Data extract
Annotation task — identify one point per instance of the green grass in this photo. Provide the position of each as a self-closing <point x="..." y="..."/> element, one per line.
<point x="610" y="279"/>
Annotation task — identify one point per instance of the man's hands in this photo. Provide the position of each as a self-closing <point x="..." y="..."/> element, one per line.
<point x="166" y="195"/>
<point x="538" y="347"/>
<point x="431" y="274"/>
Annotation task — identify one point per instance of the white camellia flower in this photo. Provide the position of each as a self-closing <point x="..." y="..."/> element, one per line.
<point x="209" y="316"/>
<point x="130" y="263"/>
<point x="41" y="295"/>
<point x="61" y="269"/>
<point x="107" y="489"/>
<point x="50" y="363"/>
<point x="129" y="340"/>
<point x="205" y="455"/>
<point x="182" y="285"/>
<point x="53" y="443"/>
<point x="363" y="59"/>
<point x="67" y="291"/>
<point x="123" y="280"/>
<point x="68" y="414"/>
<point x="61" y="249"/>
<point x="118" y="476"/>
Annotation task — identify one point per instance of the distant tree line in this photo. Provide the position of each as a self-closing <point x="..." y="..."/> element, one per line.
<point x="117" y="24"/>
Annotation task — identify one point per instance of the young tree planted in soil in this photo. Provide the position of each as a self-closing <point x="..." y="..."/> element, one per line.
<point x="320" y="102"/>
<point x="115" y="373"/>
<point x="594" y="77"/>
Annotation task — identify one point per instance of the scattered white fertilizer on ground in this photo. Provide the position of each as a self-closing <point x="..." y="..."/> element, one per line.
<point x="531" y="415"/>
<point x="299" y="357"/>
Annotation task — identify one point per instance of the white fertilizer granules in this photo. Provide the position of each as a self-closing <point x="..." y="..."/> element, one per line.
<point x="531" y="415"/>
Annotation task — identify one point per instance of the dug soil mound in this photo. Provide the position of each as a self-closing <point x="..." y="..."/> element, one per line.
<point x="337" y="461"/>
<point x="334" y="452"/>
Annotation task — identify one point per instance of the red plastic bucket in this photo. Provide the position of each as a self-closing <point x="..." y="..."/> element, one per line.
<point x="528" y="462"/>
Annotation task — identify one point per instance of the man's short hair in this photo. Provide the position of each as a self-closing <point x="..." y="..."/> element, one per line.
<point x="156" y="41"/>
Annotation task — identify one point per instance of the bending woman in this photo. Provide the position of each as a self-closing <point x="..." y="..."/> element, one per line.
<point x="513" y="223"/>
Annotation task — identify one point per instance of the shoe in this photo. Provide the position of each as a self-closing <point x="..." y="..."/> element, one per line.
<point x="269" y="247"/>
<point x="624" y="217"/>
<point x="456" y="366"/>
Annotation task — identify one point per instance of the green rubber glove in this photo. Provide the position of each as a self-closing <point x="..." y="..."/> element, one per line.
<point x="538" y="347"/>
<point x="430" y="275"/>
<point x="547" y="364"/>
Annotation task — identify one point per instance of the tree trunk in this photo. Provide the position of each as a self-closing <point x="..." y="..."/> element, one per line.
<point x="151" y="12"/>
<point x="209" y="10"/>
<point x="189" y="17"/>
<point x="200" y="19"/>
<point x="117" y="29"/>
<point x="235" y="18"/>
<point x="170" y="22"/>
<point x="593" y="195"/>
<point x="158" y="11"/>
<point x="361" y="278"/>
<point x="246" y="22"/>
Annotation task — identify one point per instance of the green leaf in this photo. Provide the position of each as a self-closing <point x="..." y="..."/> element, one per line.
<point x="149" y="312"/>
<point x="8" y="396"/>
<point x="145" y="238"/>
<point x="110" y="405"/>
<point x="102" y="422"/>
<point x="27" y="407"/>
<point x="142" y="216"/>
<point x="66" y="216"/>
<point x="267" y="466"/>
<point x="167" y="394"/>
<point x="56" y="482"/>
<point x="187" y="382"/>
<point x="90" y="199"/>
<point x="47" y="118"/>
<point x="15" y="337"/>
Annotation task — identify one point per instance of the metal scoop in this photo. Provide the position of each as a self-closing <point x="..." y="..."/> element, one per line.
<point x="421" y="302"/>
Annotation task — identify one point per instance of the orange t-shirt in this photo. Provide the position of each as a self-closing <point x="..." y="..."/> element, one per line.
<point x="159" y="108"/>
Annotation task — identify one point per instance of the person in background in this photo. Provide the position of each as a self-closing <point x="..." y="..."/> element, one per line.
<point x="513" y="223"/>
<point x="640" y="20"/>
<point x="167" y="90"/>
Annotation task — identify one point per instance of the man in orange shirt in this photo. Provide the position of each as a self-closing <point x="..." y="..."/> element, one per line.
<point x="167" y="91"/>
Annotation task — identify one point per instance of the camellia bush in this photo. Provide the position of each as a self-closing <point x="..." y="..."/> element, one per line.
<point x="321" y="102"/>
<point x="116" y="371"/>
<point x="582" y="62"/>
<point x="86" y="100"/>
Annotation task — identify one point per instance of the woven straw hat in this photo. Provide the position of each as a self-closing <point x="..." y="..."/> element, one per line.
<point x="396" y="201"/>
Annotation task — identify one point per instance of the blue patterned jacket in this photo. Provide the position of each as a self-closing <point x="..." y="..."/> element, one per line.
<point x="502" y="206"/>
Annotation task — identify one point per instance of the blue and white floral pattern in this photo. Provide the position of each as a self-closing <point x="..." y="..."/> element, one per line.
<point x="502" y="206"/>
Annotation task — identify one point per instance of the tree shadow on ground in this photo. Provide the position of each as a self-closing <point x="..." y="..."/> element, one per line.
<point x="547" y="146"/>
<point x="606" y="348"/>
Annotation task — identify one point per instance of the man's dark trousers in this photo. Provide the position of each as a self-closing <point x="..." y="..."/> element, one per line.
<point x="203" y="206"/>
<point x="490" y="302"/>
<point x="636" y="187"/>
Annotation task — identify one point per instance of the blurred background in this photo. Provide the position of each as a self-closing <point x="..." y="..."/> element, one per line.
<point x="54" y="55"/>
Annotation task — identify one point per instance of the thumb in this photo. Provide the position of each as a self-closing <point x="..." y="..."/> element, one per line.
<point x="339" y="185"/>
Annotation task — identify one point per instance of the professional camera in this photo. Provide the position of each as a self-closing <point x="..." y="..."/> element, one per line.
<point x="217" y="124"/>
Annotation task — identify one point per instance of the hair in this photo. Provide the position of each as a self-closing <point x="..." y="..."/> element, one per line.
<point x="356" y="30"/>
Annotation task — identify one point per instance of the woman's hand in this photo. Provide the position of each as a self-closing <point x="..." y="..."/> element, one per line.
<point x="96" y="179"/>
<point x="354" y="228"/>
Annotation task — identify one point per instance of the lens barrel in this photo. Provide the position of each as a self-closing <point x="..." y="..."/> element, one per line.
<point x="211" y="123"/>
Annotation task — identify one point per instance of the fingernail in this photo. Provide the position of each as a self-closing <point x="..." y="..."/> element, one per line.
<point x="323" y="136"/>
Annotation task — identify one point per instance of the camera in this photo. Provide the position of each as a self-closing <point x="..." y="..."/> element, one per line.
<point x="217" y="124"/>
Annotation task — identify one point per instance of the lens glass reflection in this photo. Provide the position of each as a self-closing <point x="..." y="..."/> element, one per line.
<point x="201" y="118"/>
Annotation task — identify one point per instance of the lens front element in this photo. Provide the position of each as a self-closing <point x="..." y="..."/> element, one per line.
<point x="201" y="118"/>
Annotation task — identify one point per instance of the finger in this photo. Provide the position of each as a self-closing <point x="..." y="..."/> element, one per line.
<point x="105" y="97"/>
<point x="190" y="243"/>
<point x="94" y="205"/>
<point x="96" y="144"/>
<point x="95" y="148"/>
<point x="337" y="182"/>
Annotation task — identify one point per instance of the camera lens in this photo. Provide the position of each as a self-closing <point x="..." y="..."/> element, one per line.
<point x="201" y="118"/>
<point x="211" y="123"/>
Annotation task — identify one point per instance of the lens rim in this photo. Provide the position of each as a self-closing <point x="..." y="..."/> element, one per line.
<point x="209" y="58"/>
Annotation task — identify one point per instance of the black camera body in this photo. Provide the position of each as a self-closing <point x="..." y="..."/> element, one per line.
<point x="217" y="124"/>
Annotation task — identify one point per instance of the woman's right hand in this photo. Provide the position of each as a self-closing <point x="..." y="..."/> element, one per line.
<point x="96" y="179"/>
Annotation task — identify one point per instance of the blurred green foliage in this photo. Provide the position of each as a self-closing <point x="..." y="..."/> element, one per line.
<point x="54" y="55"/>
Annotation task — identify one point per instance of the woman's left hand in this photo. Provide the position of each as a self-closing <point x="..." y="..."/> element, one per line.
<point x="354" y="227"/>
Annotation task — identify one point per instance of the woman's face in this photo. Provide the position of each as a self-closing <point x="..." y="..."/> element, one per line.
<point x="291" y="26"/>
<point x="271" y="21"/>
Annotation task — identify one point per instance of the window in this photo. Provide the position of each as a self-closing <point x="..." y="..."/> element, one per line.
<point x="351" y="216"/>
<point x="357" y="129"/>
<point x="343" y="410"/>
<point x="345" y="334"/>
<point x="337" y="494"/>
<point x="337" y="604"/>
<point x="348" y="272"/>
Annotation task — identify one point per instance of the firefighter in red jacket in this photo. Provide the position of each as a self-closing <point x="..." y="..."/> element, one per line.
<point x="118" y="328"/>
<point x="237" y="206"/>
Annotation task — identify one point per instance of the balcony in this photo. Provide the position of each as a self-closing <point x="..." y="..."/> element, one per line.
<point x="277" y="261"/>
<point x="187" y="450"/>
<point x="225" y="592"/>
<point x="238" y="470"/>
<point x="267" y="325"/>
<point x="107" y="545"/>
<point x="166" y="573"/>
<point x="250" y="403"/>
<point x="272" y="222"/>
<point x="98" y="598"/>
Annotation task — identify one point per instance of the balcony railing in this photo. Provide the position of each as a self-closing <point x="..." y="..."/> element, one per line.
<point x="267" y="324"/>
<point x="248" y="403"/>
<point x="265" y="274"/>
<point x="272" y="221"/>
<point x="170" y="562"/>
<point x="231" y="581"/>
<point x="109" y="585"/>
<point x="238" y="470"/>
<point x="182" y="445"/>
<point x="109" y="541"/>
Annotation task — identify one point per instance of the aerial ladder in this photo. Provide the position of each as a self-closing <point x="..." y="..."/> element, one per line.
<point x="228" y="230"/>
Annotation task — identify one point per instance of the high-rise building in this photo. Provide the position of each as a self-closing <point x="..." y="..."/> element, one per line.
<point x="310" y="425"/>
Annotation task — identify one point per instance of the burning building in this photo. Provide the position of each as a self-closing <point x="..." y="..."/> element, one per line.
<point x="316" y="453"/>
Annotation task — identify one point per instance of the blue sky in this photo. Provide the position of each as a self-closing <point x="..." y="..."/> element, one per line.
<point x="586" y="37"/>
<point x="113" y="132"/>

What the task requires
Reproduce verbatim the part of the items that opens with the line containing "Annotation task — identify one point per instance of the burning" and runs through the end of the items, including both ends.

Solution to the exercise
Annotation task — identify one point per instance of the burning building in this photo. Provide the position of each as a self-closing <point x="..." y="..."/> element, one per line.
<point x="316" y="453"/>
Annotation task — identify one point per instance of the blue sky in this photo. Provide the position of each as a self-closing <point x="..." y="..."/> element, one per line.
<point x="586" y="37"/>
<point x="113" y="132"/>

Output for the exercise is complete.